**Textauszug**
Typologien des Holzbaus

Aufstockung: The city above the city

Holz als leichter, vorzufertigender, aber auch vor Ort gut bearbeitbarer Werkstoff ist prädestiniert, vorhandene Bauten aufzustocken. Dies ist in der Geschichte umfangreich praktiziert worden und auch heute ein wichtiges Werkzeug der Nachverdichtung der Städte und um eine weitere Versiegelung von Boden zu vermeiden. Es gibt Wettbewerbe und zahlreiche Projekte, unter anderem die beispielhafte „Ford-Siedlung“ in Köln, wo dreigeschossige Bestandsgebäude durch zwei Geschosse komplett in Holzbauweise ergänzt wurden. Ein internationaler Wettbewerb „The city above the city“, veranstaltet von „Plan B“, demonstrierte weitreichende Visionen, von der vielgeschossigen Aufstockung des „Hauses des Lehrers“ in Berlin, der Aufstockung des „Flat Iron Building“ in New York bis hin zu einer Art Meta-Stadt, die sich über der alten Stadt entwickelt und die an die Utopien der Metabolisten aus den 1960er Jahren erinnert.
Die TU Darmstadt, das Pestel-Institut haben in zwei Studien 2016 und 2019 die enormen Potentiale der Aufstockung von Wohngebäuden sowie Nicht-Wohngebäuden, also z.B. Parkplätzen und Supermärkten aufgezeigt. 2,7 Mio. Wohneinheiten seien so in Deutschland möglich. Hier sind Holzbausysteme prädestiniert, wie auch diverse Studien und Bauten demonstriert haben. Hermann Kaufmann hat z.B. in Dornbirn / Vorarlberg eine zweigeschossige Wohnbebauung als Atriumhaus auf ein bestehendes Kaufhaus aufgesetzt, als vorgefertigter Holzbau. Das niederländische Büro MVRDV hat 2007 eine originelle Aufstockung aus Holz in Rotterdam realisiert, als Erweiterung der Wohn- und Atelierflächen eines Theaterperückenmachers und in der Form eines sehr kleinen, sehr blauen Dorfes auf dem Flachdach des Bestandsbaus. Der wichtigste Grund für den Einsatz des Holzes war hier die begrenzte Tragfähigkeit des Altbaus.

**Aufgabe a**
Was war laut dem Textauszug der wichtigste Grund dafür, dass MVRDV bei der Aufstockung in Rotterdam Holz einsetzte?

**Zu bearbeitende Liste**
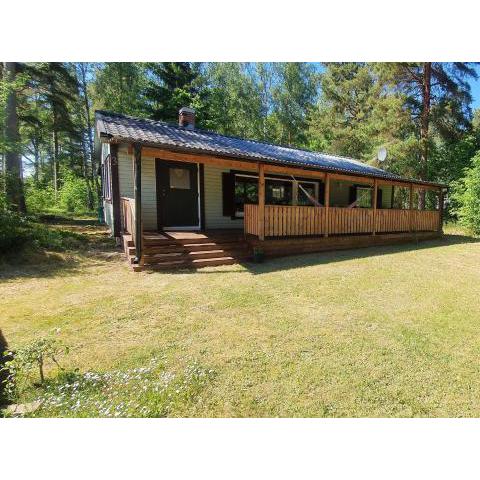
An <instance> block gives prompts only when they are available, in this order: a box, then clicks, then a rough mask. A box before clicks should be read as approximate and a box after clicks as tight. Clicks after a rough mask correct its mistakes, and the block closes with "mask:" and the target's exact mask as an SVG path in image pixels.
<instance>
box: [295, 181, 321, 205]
mask: <svg viewBox="0 0 480 480" xmlns="http://www.w3.org/2000/svg"><path fill="white" fill-rule="evenodd" d="M300 186H301V188H300ZM315 190H316V188H315V184H314V183H305V182H298V199H297V205H301V206H310V205H314V203H313V202H312V201H311V200H310V198H309V197H308V196H307V195H306V194H305V192H307V193H308V195H309V196H310V197H311V198H314V199H315V200H317V201H318V198H317V193H316V191H315Z"/></svg>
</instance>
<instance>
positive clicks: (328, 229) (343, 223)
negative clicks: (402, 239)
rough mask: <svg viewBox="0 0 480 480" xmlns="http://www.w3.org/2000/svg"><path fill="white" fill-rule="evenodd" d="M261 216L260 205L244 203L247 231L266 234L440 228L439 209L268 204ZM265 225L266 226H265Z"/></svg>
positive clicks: (280, 236)
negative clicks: (382, 208) (259, 211)
mask: <svg viewBox="0 0 480 480" xmlns="http://www.w3.org/2000/svg"><path fill="white" fill-rule="evenodd" d="M264 210H265V216H264V219H263V222H262V220H260V215H259V206H258V205H253V204H249V205H245V218H244V225H245V233H246V234H250V235H255V236H258V237H259V236H260V232H261V231H263V233H264V236H265V237H266V238H269V237H270V238H280V237H303V236H319V235H325V236H328V235H352V234H368V233H371V234H381V233H411V232H437V231H439V229H440V227H441V216H440V212H439V211H438V210H431V211H429V210H400V209H372V208H338V207H330V208H328V209H327V208H325V207H303V206H281V205H265V207H264ZM262 225H263V228H262Z"/></svg>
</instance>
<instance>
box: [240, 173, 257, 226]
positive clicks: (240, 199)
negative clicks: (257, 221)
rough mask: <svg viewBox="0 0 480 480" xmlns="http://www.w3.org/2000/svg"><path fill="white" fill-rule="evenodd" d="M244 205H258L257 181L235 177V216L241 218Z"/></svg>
mask: <svg viewBox="0 0 480 480" xmlns="http://www.w3.org/2000/svg"><path fill="white" fill-rule="evenodd" d="M245 203H258V179H257V178H255V177H244V176H240V175H235V216H236V217H243V206H244V204H245Z"/></svg>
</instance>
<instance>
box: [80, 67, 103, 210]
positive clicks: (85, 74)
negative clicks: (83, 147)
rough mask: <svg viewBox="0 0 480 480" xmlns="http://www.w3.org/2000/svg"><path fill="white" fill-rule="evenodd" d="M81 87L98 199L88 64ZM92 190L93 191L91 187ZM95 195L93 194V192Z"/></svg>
mask: <svg viewBox="0 0 480 480" xmlns="http://www.w3.org/2000/svg"><path fill="white" fill-rule="evenodd" d="M79 83H80V87H81V89H82V96H83V102H84V107H85V123H86V126H87V139H88V151H89V155H90V165H91V169H92V170H91V184H90V185H93V188H95V191H96V193H97V198H100V197H101V193H102V192H101V185H100V181H99V178H98V172H97V162H96V159H95V148H94V142H93V126H92V121H91V114H90V100H89V96H88V81H87V64H86V63H83V62H82V63H80V82H79ZM89 188H90V190H91V189H92V188H91V187H89ZM91 193H93V192H91ZM91 202H92V208H93V198H92V199H91Z"/></svg>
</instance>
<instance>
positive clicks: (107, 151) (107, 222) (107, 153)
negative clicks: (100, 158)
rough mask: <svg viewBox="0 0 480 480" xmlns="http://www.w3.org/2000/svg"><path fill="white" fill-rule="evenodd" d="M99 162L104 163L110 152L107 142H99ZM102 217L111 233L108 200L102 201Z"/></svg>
mask: <svg viewBox="0 0 480 480" xmlns="http://www.w3.org/2000/svg"><path fill="white" fill-rule="evenodd" d="M101 149H102V150H101V152H102V153H101V162H102V165H103V164H104V163H105V159H106V158H107V157H108V155H109V154H110V145H109V144H108V143H102V144H101ZM103 217H104V219H105V223H106V224H107V225H108V226H109V227H110V232H111V233H112V234H113V232H112V229H113V206H112V204H111V203H110V202H107V201H105V200H104V201H103Z"/></svg>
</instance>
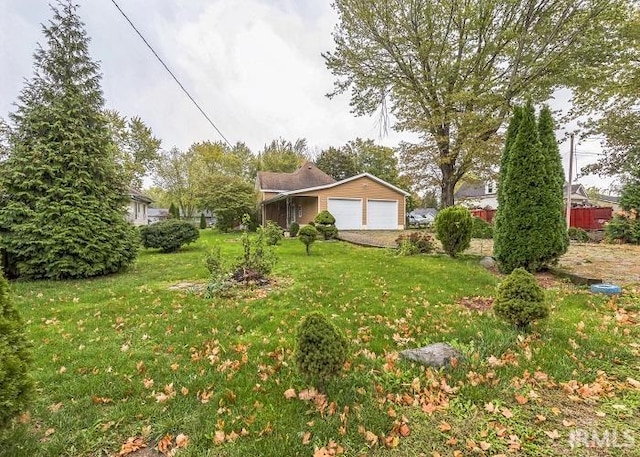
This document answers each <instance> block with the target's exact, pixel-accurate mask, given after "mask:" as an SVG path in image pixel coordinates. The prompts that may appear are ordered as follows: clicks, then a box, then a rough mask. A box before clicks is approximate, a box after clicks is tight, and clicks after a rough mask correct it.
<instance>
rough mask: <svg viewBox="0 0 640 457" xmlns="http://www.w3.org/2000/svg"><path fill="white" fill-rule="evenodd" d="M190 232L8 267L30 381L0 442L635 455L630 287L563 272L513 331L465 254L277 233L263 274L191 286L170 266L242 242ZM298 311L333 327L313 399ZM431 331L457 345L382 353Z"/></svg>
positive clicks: (294, 448) (236, 251)
mask: <svg viewBox="0 0 640 457" xmlns="http://www.w3.org/2000/svg"><path fill="white" fill-rule="evenodd" d="M201 234H202V237H201V239H200V240H199V241H198V243H197V244H195V245H192V246H191V247H189V248H186V249H184V250H182V251H180V252H178V253H176V254H159V253H156V252H152V251H142V252H141V254H140V256H139V259H138V261H137V264H136V265H135V267H134V268H132V269H131V270H130V271H128V272H126V273H123V274H120V275H114V276H110V277H107V278H100V279H94V280H87V281H68V282H16V283H14V284H12V290H13V297H14V302H15V303H16V305H17V308H18V309H19V310H20V312H21V314H22V317H23V319H24V320H25V322H26V326H27V334H28V338H29V339H30V340H31V341H32V343H33V357H34V363H33V377H34V378H35V381H36V387H37V393H36V396H35V398H34V402H33V404H32V407H31V409H30V411H29V412H28V413H26V414H24V415H23V416H22V417H21V418H20V420H19V421H17V422H16V424H15V425H14V426H13V428H12V429H10V430H9V431H8V432H6V433H4V434H3V435H1V437H0V441H1V443H0V455H6V456H12V457H19V456H29V457H33V456H103V455H104V456H113V455H118V454H119V453H121V451H122V453H123V455H124V454H125V453H126V452H127V451H133V450H134V449H135V448H136V446H137V445H141V444H145V445H146V446H148V448H147V450H146V452H145V453H141V452H137V453H131V454H128V455H134V456H139V455H147V456H149V455H158V454H157V451H152V450H153V449H154V448H156V449H157V448H159V449H160V451H163V452H165V453H167V454H171V452H174V451H175V455H176V456H278V457H282V456H293V455H300V456H314V457H315V456H330V455H340V453H343V454H344V455H348V456H358V455H372V456H422V455H424V456H438V455H441V456H466V455H499V454H505V455H523V456H525V455H526V456H555V455H577V456H593V455H597V456H607V455H611V456H637V455H640V419H639V418H640V382H638V381H640V376H639V375H638V373H639V371H640V361H639V360H640V359H639V355H640V344H639V342H640V332H639V331H638V325H639V324H638V321H639V319H640V316H639V314H640V288H639V286H638V285H636V286H635V289H634V287H633V286H628V287H627V288H626V289H625V294H624V295H623V296H622V297H620V298H618V299H608V298H607V297H604V296H595V295H592V294H590V293H589V292H588V291H587V290H586V289H580V288H575V287H573V286H570V285H568V284H564V283H561V285H560V286H556V287H555V288H554V289H550V290H548V291H547V296H548V298H549V300H550V303H551V304H552V312H551V316H550V318H549V319H548V320H547V321H546V322H543V323H540V324H539V325H538V326H536V327H535V328H534V331H533V332H532V333H531V334H528V335H524V336H523V335H519V334H518V333H517V332H515V331H514V330H513V329H511V328H510V327H508V326H507V325H506V324H503V323H501V322H499V321H497V320H496V319H495V318H494V317H493V315H492V314H491V313H490V312H478V311H475V310H472V309H469V308H467V307H465V306H463V304H461V303H463V302H464V303H469V302H473V301H474V300H473V298H474V297H489V296H491V295H493V294H494V292H495V287H496V284H497V278H496V277H494V276H493V275H492V274H491V273H489V272H487V271H486V270H484V269H483V268H481V267H479V266H478V265H477V263H478V258H477V257H471V256H467V257H464V256H463V257H461V258H459V259H450V258H448V257H444V256H418V257H397V256H394V255H393V253H392V252H391V251H388V250H383V249H372V248H363V247H357V246H353V245H349V244H345V243H342V242H318V243H315V244H314V245H313V246H312V250H311V254H312V255H311V256H309V257H308V256H306V254H305V252H304V246H303V244H302V243H300V242H299V241H297V240H295V239H286V240H284V241H283V242H282V243H281V245H280V246H278V247H277V254H278V257H279V262H278V264H277V266H276V276H277V284H276V285H275V286H274V287H272V288H271V289H269V290H253V291H247V292H246V293H244V294H242V295H240V296H237V297H235V298H233V299H205V298H203V297H202V296H201V295H198V294H196V293H194V292H193V291H192V290H190V288H189V287H188V284H187V285H185V283H194V282H204V281H205V280H206V277H207V271H206V269H205V267H204V263H203V259H204V256H205V253H206V252H207V250H208V249H209V248H211V247H212V246H214V245H215V244H216V243H219V244H220V245H221V249H222V252H223V254H228V255H231V256H236V255H239V254H240V253H241V249H242V246H241V243H240V237H239V235H219V234H216V233H214V232H212V231H210V230H207V231H202V232H201ZM177 284H182V285H183V287H181V288H177V289H176V288H173V286H175V285H177ZM464 297H466V298H467V299H466V300H461V299H463V298H464ZM311 310H320V311H322V312H324V313H325V314H326V315H329V316H331V317H332V319H333V322H334V323H335V324H336V325H337V326H339V327H340V328H341V329H342V330H343V331H344V332H345V334H346V335H347V336H348V338H349V340H350V342H351V347H350V357H349V361H348V363H347V365H346V367H345V370H344V373H343V375H342V376H341V377H340V378H339V379H338V380H336V381H335V382H334V383H332V384H331V385H330V386H329V388H328V395H327V396H326V397H325V396H323V395H319V394H317V393H315V392H314V391H313V390H309V386H307V385H306V384H305V382H304V380H303V379H302V378H301V377H300V376H299V375H298V374H297V373H296V370H295V366H294V365H295V364H294V361H293V349H294V347H293V346H294V335H295V329H296V326H297V324H298V323H299V321H300V319H301V317H302V316H304V315H305V313H307V312H309V311H311ZM437 341H445V342H449V343H451V344H453V345H455V346H457V347H458V348H459V349H461V350H462V351H463V353H464V354H465V360H464V361H461V362H460V363H458V365H457V367H455V368H450V369H449V370H446V371H435V370H433V369H424V368H421V367H419V366H417V365H413V364H411V363H408V362H405V361H403V360H400V359H398V356H397V353H398V351H400V350H402V349H405V348H408V347H417V346H421V345H424V344H426V343H430V342H437ZM571 439H573V444H574V449H571V447H570V446H571V443H572V441H571ZM127 442H128V444H126V443H127ZM589 442H591V444H592V445H595V446H594V447H591V448H587V447H586V445H588V444H589ZM123 445H124V447H123Z"/></svg>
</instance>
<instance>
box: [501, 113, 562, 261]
mask: <svg viewBox="0 0 640 457" xmlns="http://www.w3.org/2000/svg"><path fill="white" fill-rule="evenodd" d="M549 114H550V113H549ZM547 121H548V120H545V121H544V122H543V124H546V123H548V122H547ZM548 127H549V126H547V125H545V126H544V128H545V135H547V136H548V133H547V130H548ZM517 130H518V133H517V135H516V138H515V140H514V141H513V144H512V146H511V147H510V148H509V149H508V151H506V153H507V154H508V155H509V157H508V159H507V167H506V175H505V176H503V178H502V179H501V182H502V183H503V188H502V189H501V190H499V192H501V193H502V196H501V202H500V206H499V211H500V216H499V222H500V225H499V233H498V236H497V238H496V240H495V243H496V244H497V245H496V246H495V251H494V255H495V257H496V259H497V260H498V264H499V266H500V269H501V270H502V271H503V272H506V273H509V272H511V271H513V270H514V269H516V268H518V267H523V268H525V269H527V270H528V271H531V272H534V271H538V270H540V269H541V268H543V267H544V266H545V265H548V264H549V263H553V262H554V261H556V260H557V259H558V257H559V256H560V255H562V254H563V253H564V252H565V251H566V243H565V244H563V243H564V241H565V239H566V238H565V237H566V227H563V226H562V225H561V224H560V222H559V221H558V218H557V216H558V211H557V200H556V196H557V195H558V192H557V190H556V187H557V185H558V178H557V175H554V176H552V177H549V176H548V173H549V172H550V170H551V168H552V165H551V162H552V161H551V160H550V159H548V157H550V155H551V154H550V153H548V152H547V151H546V150H545V148H547V147H549V146H548V145H549V143H550V141H549V138H548V137H545V139H544V146H543V143H542V142H541V140H540V136H539V133H538V124H537V122H536V117H535V110H534V108H533V105H532V103H531V102H529V103H527V105H526V106H525V107H524V109H523V110H522V118H521V121H520V124H519V127H518V129H517ZM550 131H551V135H553V122H552V121H551V125H550ZM553 141H554V142H555V138H554V140H553ZM556 148H557V146H556ZM555 153H556V154H557V149H556V150H555ZM560 195H561V192H560ZM560 214H561V213H560ZM563 249H564V250H563Z"/></svg>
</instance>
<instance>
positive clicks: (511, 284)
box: [493, 268, 549, 329]
mask: <svg viewBox="0 0 640 457" xmlns="http://www.w3.org/2000/svg"><path fill="white" fill-rule="evenodd" d="M493 310H494V312H495V313H496V316H498V317H500V318H501V319H504V320H505V321H507V322H509V323H510V324H513V325H515V326H516V327H518V328H520V329H524V328H526V327H528V326H529V324H531V323H532V322H533V321H536V320H538V319H544V318H545V317H547V316H548V315H549V306H548V305H547V304H546V302H545V299H544V290H542V288H541V287H540V286H539V285H538V283H537V281H536V278H535V277H534V276H533V275H532V274H531V273H529V272H528V271H526V270H525V269H524V268H516V269H515V270H513V272H512V273H511V274H510V275H509V276H507V277H506V278H505V279H504V281H502V283H500V285H499V286H498V293H497V296H496V301H495V303H494V305H493Z"/></svg>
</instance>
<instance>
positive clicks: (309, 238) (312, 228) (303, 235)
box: [298, 225, 318, 255]
mask: <svg viewBox="0 0 640 457" xmlns="http://www.w3.org/2000/svg"><path fill="white" fill-rule="evenodd" d="M298 238H299V239H300V241H301V242H302V243H304V245H305V247H306V249H307V255H311V253H310V250H311V245H312V244H313V242H314V241H315V240H316V238H318V230H316V228H315V227H314V226H313V225H305V226H304V227H302V228H301V229H300V232H299V233H298Z"/></svg>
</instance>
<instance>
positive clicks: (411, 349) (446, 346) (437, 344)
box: [400, 343, 462, 368]
mask: <svg viewBox="0 0 640 457" xmlns="http://www.w3.org/2000/svg"><path fill="white" fill-rule="evenodd" d="M400 356H401V357H402V358H404V359H408V360H411V361H413V362H417V363H419V364H420V365H424V366H428V367H435V368H442V367H446V366H448V365H451V360H453V359H455V360H460V359H461V358H462V354H461V353H460V352H459V351H457V350H456V349H454V348H453V347H451V346H449V345H448V344H447V343H434V344H430V345H428V346H424V347H421V348H417V349H406V350H404V351H402V352H400Z"/></svg>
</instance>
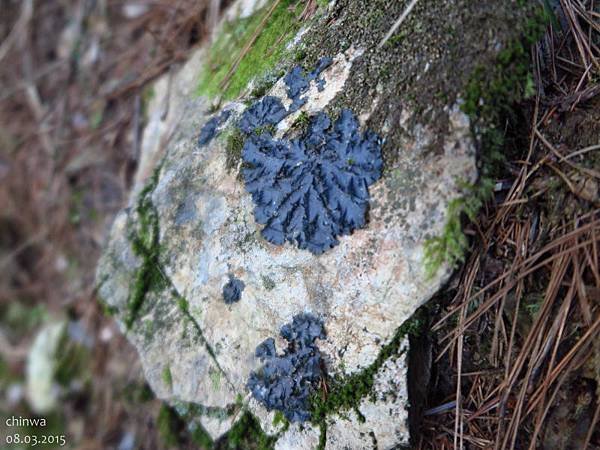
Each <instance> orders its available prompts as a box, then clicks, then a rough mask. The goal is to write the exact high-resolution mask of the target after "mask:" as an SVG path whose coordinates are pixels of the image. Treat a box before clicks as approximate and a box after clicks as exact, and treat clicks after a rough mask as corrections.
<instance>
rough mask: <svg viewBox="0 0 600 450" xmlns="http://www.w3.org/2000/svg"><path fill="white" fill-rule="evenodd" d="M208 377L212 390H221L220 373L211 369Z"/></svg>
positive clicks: (208, 373)
mask: <svg viewBox="0 0 600 450" xmlns="http://www.w3.org/2000/svg"><path fill="white" fill-rule="evenodd" d="M208 376H209V378H210V384H211V386H212V388H213V390H215V391H218V390H219V389H221V372H220V371H218V370H214V369H212V368H211V369H210V370H209V372H208Z"/></svg>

**Aufgabe b**
Suchen Sie aus der obigen Liste jede Zeile heraus, in der das Wort "available" vorkommt.

**Antwortfeld a**
Die begrenzte Tragfähigkeit des Altbaus.

**Antwortfeld b**
An <instance> block gives prompts only when they are available, in this order: a box, then clicks, then a rough mask. A box before clicks should be read as approximate and a box after clicks as tight. Clicks after a rough mask correct its mistakes, and the block closes with "mask:" and the target's exact mask as an SVG path in image pixels.
Each <instance> orders its available prompts as a box, then clicks, then a rough mask. The goal is to write the exact high-resolution mask of the target after "mask:" as an SVG path whose coordinates are pixels of the image. Treat a box before clicks as approximate and a box after clicks as exact, and treat clicks after a rough mask as corrections.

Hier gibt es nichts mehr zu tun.